++++ Entries shown ++++

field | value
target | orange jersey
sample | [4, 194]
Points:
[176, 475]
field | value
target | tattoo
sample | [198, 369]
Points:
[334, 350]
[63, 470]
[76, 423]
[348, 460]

++++

Requirement —
Rewrite all of the records above, changing every "target" to "object" and leaving everything else the same.

Written solution —
field | value
object | orange jersey
sample | [4, 194]
Points:
[176, 475]
field | value
object | tattoo
sample | [198, 369]
Points:
[334, 350]
[63, 470]
[76, 423]
[348, 460]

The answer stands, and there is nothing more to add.